BEGIN Rows

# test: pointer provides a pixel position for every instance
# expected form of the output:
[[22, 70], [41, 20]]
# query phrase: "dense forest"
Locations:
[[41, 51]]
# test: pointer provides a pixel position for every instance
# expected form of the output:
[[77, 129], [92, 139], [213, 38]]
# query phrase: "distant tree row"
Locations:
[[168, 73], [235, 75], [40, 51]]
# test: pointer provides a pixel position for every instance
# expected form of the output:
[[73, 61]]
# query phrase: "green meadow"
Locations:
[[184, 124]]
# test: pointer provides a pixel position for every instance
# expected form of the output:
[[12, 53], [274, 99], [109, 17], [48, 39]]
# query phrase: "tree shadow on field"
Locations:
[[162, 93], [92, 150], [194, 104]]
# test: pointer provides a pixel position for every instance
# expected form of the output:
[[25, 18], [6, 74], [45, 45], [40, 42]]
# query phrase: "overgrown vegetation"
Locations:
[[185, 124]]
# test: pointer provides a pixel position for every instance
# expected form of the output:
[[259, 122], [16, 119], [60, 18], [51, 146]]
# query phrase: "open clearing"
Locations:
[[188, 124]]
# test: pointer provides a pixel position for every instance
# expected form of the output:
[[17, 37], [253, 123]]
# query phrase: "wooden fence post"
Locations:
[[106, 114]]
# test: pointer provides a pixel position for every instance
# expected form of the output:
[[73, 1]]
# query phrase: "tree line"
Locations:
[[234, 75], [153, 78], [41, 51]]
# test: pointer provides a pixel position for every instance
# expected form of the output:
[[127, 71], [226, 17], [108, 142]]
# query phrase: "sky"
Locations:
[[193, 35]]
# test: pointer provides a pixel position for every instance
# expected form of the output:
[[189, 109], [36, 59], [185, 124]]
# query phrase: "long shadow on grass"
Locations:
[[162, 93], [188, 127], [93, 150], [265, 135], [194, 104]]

END Rows

▶ Job: Return all of the entries exactly as written.

▶ Problem solution:
# test: pointer provides a pixel position for every instance
# expected form of the output:
[[22, 70], [41, 20]]
# query phrase: "dense forest"
Locations:
[[41, 51]]
# test: pointer provides a pixel position for every instance
# expected form of the output:
[[77, 129], [92, 139], [213, 38]]
# query phrase: "distant tree row"
Locations:
[[168, 73], [235, 75], [40, 51]]
# test: pointer provides a pixel position for every instance
# expected form of the output:
[[73, 61]]
# query phrase: "green meadow"
Locations:
[[184, 124]]
# test: pointer provides a pixel position for every instance
# expected form of the output:
[[12, 53], [274, 99], [109, 17], [48, 39]]
# query phrase: "tree shadow on field"
Locations:
[[162, 93], [92, 150], [194, 104]]
# test: pointer provides a pixel position for every instance
# expected form of the output:
[[25, 18], [6, 74], [45, 45], [40, 42]]
# query phrase: "overgrown vegetation"
Locations:
[[185, 124]]
# test: pointer provides a pixel position for every instance
# expected form of the output:
[[259, 122], [16, 119], [60, 18], [51, 146]]
# query phrase: "open clearing"
Locations:
[[188, 124]]
# test: pointer provides a pixel position for every instance
# expected form of the output:
[[17, 37], [253, 123]]
# query phrase: "wooden fence post"
Locations:
[[106, 114]]
# test: pointer provides a pixel position for every instance
# expected form of the output:
[[73, 1]]
# query phrase: "tree line"
Locations:
[[234, 75], [153, 78], [41, 51]]
# test: pointer provides a pixel position for every instance
# expected form of the output:
[[127, 71], [226, 17], [108, 142]]
# query phrase: "sky"
Locations:
[[193, 35]]
# test: pointer provides a pixel position for every instance
# expected form of the output:
[[189, 109], [36, 59], [185, 124]]
# query phrase: "long shadow on grass"
Locations:
[[162, 93], [188, 127], [93, 150], [265, 135], [194, 104]]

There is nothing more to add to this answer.